ACTION ITEM: Word for word, restate the records that come next, omitting the images.

INPUT FOR THIS TASK:

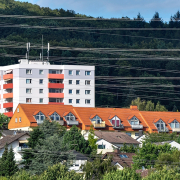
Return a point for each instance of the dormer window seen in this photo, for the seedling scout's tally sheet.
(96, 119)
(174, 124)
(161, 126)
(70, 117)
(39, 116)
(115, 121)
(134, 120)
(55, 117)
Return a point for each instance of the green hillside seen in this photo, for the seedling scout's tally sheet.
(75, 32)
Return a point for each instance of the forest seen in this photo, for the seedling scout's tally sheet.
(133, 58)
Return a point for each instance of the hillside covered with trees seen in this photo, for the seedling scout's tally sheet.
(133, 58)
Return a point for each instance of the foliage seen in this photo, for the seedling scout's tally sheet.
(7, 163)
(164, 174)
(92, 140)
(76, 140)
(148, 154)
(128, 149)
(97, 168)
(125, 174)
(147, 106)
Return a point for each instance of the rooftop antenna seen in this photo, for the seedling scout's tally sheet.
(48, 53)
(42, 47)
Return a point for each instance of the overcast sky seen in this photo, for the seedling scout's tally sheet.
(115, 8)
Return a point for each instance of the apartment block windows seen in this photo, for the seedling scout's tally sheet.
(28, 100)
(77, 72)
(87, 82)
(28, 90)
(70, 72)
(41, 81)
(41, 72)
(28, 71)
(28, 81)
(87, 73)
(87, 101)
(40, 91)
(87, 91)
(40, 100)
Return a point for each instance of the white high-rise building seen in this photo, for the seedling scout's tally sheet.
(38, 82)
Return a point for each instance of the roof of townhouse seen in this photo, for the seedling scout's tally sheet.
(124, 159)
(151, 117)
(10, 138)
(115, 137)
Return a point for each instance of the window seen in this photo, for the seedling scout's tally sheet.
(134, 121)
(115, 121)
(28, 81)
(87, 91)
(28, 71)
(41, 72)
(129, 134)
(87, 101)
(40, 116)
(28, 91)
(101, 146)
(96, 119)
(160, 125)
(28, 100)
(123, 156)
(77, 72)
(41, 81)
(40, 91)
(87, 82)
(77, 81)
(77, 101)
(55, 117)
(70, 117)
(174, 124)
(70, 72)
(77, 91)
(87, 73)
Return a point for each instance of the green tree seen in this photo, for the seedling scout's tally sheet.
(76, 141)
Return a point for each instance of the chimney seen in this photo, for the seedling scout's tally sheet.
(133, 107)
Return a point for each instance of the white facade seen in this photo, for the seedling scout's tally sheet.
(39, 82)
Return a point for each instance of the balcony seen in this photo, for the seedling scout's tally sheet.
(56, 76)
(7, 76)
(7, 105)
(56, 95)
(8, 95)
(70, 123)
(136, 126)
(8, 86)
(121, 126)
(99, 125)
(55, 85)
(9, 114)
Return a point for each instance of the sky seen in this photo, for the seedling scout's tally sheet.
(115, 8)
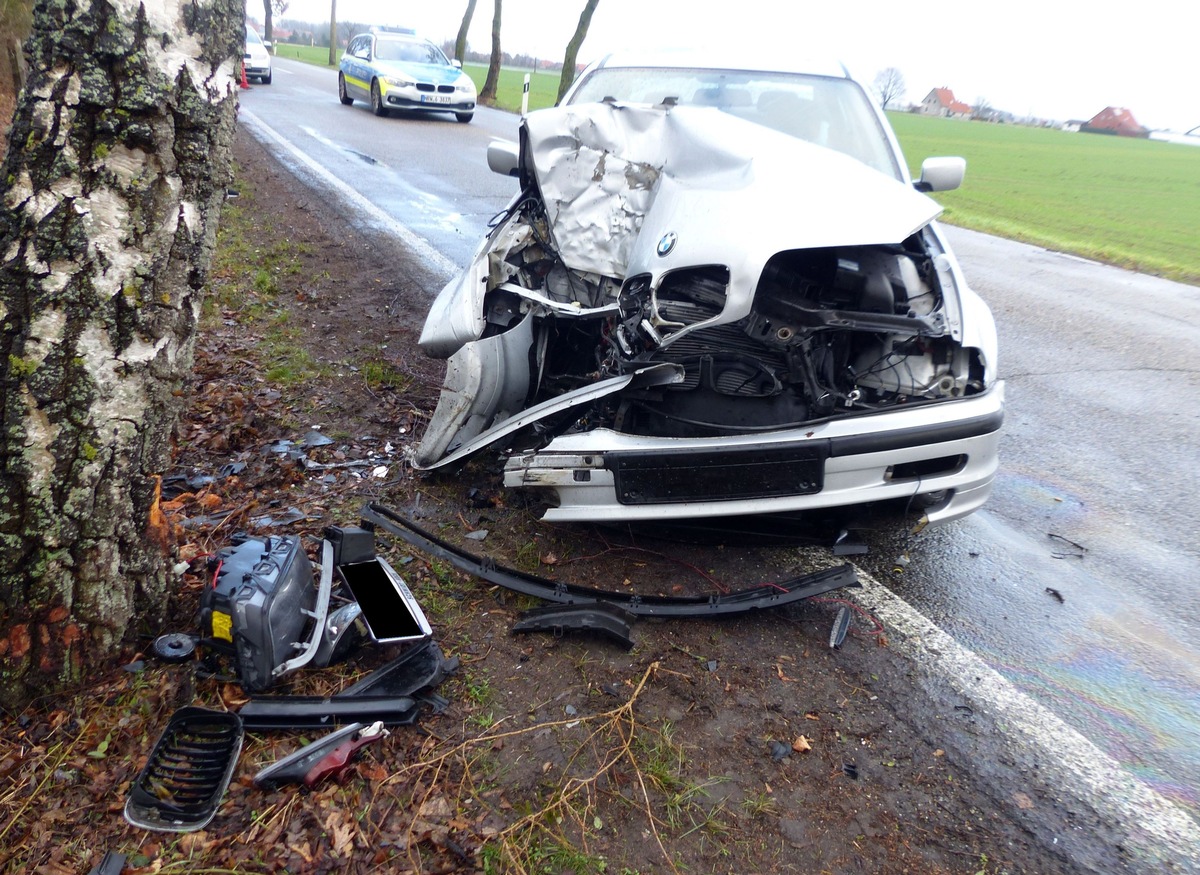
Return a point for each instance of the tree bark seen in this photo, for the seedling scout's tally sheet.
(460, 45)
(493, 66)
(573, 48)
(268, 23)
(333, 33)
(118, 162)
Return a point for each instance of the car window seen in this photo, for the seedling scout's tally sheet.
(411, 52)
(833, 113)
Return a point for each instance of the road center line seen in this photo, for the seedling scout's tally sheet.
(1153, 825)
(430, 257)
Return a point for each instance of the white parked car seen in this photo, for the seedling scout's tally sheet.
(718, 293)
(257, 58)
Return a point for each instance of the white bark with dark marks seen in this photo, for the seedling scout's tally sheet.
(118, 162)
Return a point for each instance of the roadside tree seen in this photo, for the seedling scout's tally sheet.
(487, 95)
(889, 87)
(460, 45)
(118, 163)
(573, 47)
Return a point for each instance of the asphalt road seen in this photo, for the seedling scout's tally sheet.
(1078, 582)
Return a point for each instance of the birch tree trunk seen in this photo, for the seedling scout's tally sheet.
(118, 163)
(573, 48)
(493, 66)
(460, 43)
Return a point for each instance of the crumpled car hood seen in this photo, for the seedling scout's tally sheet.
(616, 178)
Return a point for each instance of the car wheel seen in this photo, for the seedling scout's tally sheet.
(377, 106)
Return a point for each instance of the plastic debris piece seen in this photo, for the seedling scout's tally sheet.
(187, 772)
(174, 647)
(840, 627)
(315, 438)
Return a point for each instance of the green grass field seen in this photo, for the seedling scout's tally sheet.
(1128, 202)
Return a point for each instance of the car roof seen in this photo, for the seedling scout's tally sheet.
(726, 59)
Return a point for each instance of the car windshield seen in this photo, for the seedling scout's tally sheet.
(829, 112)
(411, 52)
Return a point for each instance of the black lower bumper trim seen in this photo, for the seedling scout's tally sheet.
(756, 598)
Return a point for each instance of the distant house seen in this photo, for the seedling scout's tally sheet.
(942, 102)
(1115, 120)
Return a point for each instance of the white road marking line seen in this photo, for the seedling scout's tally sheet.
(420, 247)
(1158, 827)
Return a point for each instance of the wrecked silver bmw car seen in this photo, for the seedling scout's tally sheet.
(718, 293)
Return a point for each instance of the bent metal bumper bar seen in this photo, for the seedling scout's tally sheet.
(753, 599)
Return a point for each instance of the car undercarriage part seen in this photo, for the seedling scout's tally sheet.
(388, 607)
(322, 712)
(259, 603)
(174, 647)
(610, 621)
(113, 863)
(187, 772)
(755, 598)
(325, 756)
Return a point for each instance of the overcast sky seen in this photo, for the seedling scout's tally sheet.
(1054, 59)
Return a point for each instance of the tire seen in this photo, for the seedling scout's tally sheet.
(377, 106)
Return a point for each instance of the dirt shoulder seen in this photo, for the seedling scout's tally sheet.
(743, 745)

EXERCISE SOLUTION:
Return a point for each instance of the dormer window seen in this photo, for the seedling scout's tally sheet.
(96, 119)
(174, 124)
(161, 126)
(70, 117)
(39, 116)
(115, 121)
(134, 120)
(55, 117)
Return a point for each instance of the green hillside seen in this photo, for the seedling scout's tally sheet.
(75, 32)
Return a point for each instance of the forest seen in this photo, for the seedling scout's tally sheet.
(133, 58)
Return a point for each instance of the hillside covered with trees seen in this photo, for the seedling scout's tally sheet.
(133, 58)
Return a point for each instance of the foliage seen in this photo, for the seedling scout's tally sheet.
(7, 163)
(164, 174)
(92, 140)
(76, 140)
(148, 154)
(128, 149)
(97, 168)
(125, 174)
(147, 106)
Return a point for each instance of the rooftop antenna seen in this photo, for the seedling scout's tally sheet.
(48, 53)
(42, 47)
Return a point for each instance of the overcast sky seen in this photo, for the seedling scout's tally sheet.
(115, 8)
Return a point for each instance of the apartment block windows seen in this photo, for the seedling scout's tally sheet.
(28, 100)
(77, 72)
(87, 82)
(28, 90)
(70, 72)
(41, 81)
(41, 72)
(28, 71)
(28, 81)
(87, 73)
(87, 101)
(40, 91)
(87, 91)
(40, 100)
Return a point for each instance of the white high-rise building seen in this photo, for the seedling scout's tally sheet.
(38, 82)
Return a point for each instance of the roof of townhouse seen in this photo, for the seedling scout's tally sheet.
(124, 159)
(151, 117)
(10, 138)
(115, 137)
Return a point for each instance of the window seen in this photo, for the seedling scout's tally sheet.
(134, 121)
(115, 121)
(28, 81)
(87, 91)
(28, 71)
(41, 72)
(129, 134)
(87, 101)
(40, 116)
(28, 91)
(101, 146)
(96, 119)
(160, 125)
(28, 100)
(123, 156)
(77, 72)
(41, 81)
(40, 91)
(87, 82)
(77, 81)
(77, 101)
(55, 117)
(70, 117)
(174, 124)
(70, 72)
(77, 91)
(87, 73)
Return a point for each instance of the green tree seen in this photo, for the seedling scout's tally sheet.
(76, 141)
Return a point for each instance of the chimney seen in this photo, for the seedling scout's tally sheet.
(133, 107)
Return a point for each instance of the white facade seen in this photo, for the seedling scout's tally sheet.
(39, 82)
Return a point for each instance of the balcony seen in this photo, for the seedling scout's tally sheet.
(56, 76)
(7, 76)
(7, 105)
(56, 95)
(8, 95)
(70, 123)
(136, 126)
(8, 86)
(121, 126)
(99, 125)
(55, 85)
(9, 114)
Return a point for each instance of the sky seen in this photo, for the seedling scout's tally sheet.
(115, 8)
Return a point for each instance of the tree bark seen in this photo, for the seedling scout's tally sheet.
(460, 45)
(493, 66)
(573, 48)
(268, 23)
(333, 33)
(118, 162)
Return a point for each instance of the car window seen in this photo, for the seedling scout's tally sheet.
(411, 52)
(833, 113)
Return a point for each instance of the road center line seen in this photo, for the seedling scout's tally sheet.
(1153, 825)
(430, 257)
Return a point for each instance of the white parked car seen in this photo, for the seedling scout's tally sheet.
(718, 293)
(257, 58)
Return a point for each instance of the white bark with dark marks seen in this photo, for the seedling scout's tally sheet.
(118, 162)
Return a point for each instance of the roadside tree seen in this photo, for the seedling scout's tally sheet.
(487, 95)
(889, 87)
(460, 45)
(118, 163)
(573, 47)
Return a point for each instance of the asphalt road seen in this photo, for the seedling scout's tally sheet.
(1078, 582)
Return a point for each instance of the birch tree trunk seen in this photo, for the seedling scout's tally sheet.
(118, 163)
(573, 48)
(493, 66)
(460, 43)
Return a point for each instance of the crumpled car hood seen in this photo, for the seedling scout's tally sheet.
(616, 178)
Return a point for each instance of the car wheel seen in this photo, for the seedling scout's tally sheet.
(377, 106)
Return a point for each instance of the plastic debris piece seen in this photo, for the seedling scout's tally sheet.
(187, 772)
(174, 647)
(840, 627)
(315, 438)
Return a point for each instance of the green grass field seen in this photo, for the seedling scout's tally sheet.
(1128, 202)
Return a point for each instance of the car roof seen in this photo, for the seedling scout's tally sheet.
(726, 59)
Return a point for each instance of the car windshield seen in this photo, for the seedling scout's tally sheet.
(829, 112)
(411, 52)
Return a point for each instance of the black lower bumper trim seen in this photo, for the seedling scout's tally sheet.
(756, 598)
Return a point for each instance of the distant house seen in this photo, for the seedling scout's tally sheet.
(942, 102)
(1115, 120)
Return a point for each instance of the white road marking line seen in this photo, for the seedling scout's tally sheet.
(420, 247)
(1158, 827)
Return a point for each instance of the wrecked silver bmw car seen in this photo, for the seedling scout's tally sheet.
(718, 293)
Return a point for each instance of the bent metal bumper bar seen in this photo, for the seedling scout's tally sheet.
(753, 599)
Return a point for each instance of the car undercarriage part seen in this photo, for the seedling scout's tally sheet.
(388, 607)
(322, 712)
(259, 603)
(174, 647)
(610, 621)
(113, 863)
(187, 772)
(755, 598)
(325, 756)
Return a point for each instance of the overcast sky seen in this photo, for the seedling scout's tally sheet.
(1054, 59)
Return a point for each instance of the tire seen in this photo, for the seedling scout's tally sheet.
(377, 106)
Return a point for each instance of the dirt shoulder seen in this photo, for the seedling scout's tally sheet.
(743, 745)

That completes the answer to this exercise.